→ **Task goal**
Nothing may be dropped or added when the entries below are copied.
=== Data extract ===
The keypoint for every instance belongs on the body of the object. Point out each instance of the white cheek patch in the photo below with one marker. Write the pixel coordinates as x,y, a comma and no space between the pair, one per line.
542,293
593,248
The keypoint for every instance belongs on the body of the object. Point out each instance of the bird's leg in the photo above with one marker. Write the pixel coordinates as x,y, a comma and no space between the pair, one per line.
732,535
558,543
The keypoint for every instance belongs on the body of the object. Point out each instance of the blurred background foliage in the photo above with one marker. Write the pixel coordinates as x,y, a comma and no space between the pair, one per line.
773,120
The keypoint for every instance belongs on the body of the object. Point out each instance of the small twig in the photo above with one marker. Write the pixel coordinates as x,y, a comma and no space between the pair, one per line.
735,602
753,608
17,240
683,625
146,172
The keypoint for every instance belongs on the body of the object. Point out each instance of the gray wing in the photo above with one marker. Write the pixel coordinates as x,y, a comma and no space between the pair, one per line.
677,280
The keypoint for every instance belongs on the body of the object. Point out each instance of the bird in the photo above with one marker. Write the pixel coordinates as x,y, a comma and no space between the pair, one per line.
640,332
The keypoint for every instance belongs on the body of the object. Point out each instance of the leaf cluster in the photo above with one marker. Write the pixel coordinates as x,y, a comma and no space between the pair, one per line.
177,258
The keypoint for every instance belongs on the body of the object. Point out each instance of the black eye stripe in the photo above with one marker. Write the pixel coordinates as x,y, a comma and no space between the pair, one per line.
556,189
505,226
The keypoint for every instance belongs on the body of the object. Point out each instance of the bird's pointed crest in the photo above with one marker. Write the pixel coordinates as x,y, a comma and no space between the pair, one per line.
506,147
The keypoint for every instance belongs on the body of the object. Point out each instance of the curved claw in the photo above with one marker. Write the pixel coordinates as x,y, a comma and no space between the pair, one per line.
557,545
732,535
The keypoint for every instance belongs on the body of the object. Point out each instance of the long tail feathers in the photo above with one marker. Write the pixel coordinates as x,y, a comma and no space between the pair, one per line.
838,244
===
→ **Solution to this task**
The keypoint for every instance belongs on the body of the object. Point out each instance of the white cheek patch in the photo below with one marker. Write the pixel coordinates as x,y, a comma and no space between the pair, one per line.
542,293
593,248
The keypoint for every instance belongs on the body of the object. Point out each instance of the bird's leg in the photo above with one marker. Write the pixel coordinates as x,y, a comma and no space between the pair, one per line.
732,535
558,543
The keypoint for every instance belongs on the body of the object. Point out each instance of the blurred background foliage in the photo above with one marker. Write the pixel coordinates as x,y, a comma and no space between the pair, one per line.
773,120
The keypoint for every instance belongs on the body of the object. Point out each instance of the small twig in the photo above with one marker. Write the pixel coordinates as x,y, a comma and no space between the pair, one per line.
735,602
753,608
17,240
683,625
146,172
The keypoint for every instance belongs on the body of the object. Point out each instance of the gray wing in the photo above with one marker. Write the pixel coordinates as x,y, a comma and no space between the pair, one per line.
677,280
The keypoint for every instance belongs on the body of the object. Point out each instance of the bird in the photo above with one marker. Write the pixel coordinates as x,y, a comma and no space between the pair, one per line.
640,332
The keypoint for every instance belongs on the body of the object. Point out each instance of the leaf cluster in the photo above with one marker. Write the pixel coordinates as x,y, a comma and no space between the pair, one per line.
177,258
The keypoint for every instance belongs on the body of the object. Point out each instance of the black eye stripe in the photo above with one marker. Write the pixel coordinates as x,y, a comma and no space between the pair, one per line.
556,189
505,226
The keypoint for every instance belongs on the body of the object. Point out each instance of the bird's pointed crest in the photo above with one marker. Write the pixel coordinates as x,y, a comma and no space between the pair, one per line.
506,147
The keypoint for every instance belongs on the body of the object. Point out each instance of the curved claw in the photo above with one marker. Write the pixel coordinates as x,y, a comma and no space between the pair, one per line.
557,545
732,535
The keypoint for every instance belongs on the body of the object. Point out each instance of the long tail feathers in the photo above with one marker. Write the pixel coordinates as x,y, a comma and no space between the pair, one per line.
838,244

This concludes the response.